Nothing but the line with "hair in the photo above." and the lines after it, through the end of the records below, is to be repeated, exactly as it is.

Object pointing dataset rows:
□ □ □ □ □ □ □

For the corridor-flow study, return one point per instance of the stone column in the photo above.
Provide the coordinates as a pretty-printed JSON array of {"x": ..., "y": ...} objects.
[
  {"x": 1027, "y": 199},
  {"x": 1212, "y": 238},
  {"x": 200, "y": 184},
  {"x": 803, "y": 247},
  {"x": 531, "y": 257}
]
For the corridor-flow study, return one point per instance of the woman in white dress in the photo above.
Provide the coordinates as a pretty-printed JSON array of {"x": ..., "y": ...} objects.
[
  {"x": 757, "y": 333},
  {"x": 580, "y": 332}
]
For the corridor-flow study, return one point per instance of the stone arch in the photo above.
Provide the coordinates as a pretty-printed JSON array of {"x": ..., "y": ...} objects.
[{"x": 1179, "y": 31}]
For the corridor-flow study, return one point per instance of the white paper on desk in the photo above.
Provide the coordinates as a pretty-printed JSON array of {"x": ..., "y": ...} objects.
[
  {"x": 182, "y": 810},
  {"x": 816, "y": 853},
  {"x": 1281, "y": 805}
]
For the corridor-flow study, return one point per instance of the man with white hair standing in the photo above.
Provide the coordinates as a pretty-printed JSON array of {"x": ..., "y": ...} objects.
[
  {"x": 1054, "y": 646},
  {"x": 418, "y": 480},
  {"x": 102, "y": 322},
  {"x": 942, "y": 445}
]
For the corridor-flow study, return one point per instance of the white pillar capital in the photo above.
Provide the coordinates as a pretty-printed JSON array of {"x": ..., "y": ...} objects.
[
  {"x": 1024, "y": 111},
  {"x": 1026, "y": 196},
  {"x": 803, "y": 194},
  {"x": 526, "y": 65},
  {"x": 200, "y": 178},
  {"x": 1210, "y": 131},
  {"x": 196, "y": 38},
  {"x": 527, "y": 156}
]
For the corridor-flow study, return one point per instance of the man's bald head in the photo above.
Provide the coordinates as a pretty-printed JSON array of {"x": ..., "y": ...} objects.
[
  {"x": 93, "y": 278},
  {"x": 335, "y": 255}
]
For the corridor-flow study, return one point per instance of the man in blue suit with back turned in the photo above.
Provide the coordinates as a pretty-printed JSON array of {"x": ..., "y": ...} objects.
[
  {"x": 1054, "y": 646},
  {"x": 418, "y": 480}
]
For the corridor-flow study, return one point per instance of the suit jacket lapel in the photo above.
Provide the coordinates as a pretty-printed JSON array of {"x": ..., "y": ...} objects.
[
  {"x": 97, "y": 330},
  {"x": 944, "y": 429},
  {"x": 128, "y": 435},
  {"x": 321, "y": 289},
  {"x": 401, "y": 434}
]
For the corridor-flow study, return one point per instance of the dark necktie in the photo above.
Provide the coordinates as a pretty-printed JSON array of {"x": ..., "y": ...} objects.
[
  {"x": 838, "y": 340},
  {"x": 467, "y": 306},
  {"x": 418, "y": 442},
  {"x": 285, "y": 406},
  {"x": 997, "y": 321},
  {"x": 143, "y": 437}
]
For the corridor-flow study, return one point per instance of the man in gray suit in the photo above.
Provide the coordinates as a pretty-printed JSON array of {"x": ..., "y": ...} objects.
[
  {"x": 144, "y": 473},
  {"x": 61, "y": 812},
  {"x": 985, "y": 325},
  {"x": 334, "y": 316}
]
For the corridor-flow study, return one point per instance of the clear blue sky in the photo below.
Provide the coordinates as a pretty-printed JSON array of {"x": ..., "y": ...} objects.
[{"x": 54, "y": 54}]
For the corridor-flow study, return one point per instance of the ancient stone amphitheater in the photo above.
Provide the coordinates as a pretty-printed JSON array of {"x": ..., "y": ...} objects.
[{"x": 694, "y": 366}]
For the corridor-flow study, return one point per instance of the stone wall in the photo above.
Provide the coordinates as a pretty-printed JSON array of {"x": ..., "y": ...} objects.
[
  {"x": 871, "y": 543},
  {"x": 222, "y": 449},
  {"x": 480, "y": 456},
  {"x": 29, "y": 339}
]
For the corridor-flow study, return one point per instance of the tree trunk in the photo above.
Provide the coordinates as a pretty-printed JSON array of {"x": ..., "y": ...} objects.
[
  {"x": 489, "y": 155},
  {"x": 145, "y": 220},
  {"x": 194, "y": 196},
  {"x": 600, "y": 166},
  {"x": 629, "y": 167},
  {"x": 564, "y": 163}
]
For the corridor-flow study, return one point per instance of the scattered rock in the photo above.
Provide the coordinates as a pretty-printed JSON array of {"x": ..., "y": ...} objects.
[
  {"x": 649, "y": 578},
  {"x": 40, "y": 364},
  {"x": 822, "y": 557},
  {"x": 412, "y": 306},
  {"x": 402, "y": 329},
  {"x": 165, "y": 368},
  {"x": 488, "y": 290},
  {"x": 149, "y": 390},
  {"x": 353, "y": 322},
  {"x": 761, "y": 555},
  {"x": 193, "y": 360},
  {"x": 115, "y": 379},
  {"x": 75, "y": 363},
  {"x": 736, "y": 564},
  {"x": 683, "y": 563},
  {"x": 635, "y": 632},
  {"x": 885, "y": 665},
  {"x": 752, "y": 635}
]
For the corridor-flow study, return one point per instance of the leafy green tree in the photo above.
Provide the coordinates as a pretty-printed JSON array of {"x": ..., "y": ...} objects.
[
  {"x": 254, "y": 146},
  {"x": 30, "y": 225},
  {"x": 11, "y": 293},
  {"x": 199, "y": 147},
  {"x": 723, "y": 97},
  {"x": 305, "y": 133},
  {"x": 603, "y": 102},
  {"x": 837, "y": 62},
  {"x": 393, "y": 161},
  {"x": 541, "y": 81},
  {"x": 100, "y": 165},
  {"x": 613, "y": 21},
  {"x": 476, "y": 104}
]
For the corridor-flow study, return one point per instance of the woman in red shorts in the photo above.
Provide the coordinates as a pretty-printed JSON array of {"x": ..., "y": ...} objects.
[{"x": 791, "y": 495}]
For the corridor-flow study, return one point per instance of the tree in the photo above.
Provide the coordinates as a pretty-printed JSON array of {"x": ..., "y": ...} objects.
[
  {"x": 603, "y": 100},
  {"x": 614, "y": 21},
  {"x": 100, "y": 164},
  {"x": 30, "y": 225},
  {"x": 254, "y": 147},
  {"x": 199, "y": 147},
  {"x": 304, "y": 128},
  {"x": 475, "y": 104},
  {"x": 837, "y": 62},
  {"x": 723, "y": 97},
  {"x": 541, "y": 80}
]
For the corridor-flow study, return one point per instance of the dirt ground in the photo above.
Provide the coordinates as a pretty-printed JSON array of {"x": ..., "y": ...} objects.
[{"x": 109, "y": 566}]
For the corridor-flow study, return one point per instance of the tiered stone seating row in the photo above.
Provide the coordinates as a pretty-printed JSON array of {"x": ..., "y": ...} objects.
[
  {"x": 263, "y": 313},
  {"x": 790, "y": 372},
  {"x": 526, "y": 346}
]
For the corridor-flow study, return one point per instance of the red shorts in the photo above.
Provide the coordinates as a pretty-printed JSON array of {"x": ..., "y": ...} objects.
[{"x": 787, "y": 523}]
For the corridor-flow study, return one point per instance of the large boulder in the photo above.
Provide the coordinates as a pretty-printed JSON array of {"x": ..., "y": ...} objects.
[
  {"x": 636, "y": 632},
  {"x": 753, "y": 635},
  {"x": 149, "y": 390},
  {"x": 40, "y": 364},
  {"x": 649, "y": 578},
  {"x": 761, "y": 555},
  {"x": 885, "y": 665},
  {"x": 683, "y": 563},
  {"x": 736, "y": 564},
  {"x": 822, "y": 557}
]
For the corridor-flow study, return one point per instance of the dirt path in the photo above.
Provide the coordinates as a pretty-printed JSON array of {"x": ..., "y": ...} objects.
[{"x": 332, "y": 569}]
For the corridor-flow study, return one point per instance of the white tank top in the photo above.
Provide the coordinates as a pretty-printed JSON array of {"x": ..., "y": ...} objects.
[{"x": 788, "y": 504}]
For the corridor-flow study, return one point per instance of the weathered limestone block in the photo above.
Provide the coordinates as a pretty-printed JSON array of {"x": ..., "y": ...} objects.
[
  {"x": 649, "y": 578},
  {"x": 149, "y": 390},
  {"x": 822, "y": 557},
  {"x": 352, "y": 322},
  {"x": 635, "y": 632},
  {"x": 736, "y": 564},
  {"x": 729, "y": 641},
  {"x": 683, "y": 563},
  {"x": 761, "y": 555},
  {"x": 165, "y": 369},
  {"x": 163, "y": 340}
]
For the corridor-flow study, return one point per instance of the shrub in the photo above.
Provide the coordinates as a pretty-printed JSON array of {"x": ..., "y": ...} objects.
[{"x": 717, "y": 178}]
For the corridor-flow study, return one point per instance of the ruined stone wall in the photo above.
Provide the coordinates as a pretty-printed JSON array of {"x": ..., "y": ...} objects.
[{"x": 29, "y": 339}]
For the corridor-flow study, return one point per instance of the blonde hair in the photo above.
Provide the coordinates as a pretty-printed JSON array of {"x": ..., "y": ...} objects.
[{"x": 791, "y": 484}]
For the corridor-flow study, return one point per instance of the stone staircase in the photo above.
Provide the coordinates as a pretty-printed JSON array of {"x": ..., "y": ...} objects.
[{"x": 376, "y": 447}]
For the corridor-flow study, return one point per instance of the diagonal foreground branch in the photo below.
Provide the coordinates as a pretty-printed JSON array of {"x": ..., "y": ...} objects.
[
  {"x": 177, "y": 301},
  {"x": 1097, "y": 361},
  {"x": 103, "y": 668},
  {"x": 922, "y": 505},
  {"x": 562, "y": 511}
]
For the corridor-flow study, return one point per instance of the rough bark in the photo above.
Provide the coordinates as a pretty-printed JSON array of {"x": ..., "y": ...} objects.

□ □ □ □ □ □ □

◆ **COMPLETE ANSWER**:
For the corridor-flow study, return one point per instance of the blonde hair in the photo above.
Provide the coordinates as a pretty-printed JSON array of {"x": ..., "y": ...} objects.
[{"x": 791, "y": 484}]
For the corridor-flow study, return one point per instance of the stone staircase in the photo above.
Provide the coordinates as a pretty-printed JSON array of {"x": ..., "y": ...} objects.
[{"x": 376, "y": 447}]
For the corridor-flow study, return one point per instance of the diagonal foreground branch in the photo below.
Provide the coordinates as a pretty-printed JSON array of {"x": ..., "y": ...} objects.
[
  {"x": 177, "y": 301},
  {"x": 1097, "y": 361},
  {"x": 103, "y": 668},
  {"x": 922, "y": 505},
  {"x": 562, "y": 511}
]
For the corridor-flow study, return one point per instance of the rough bark in the photo above.
Provide the coordinates as a pretty-printed JSON array of {"x": ..., "y": ...} objects.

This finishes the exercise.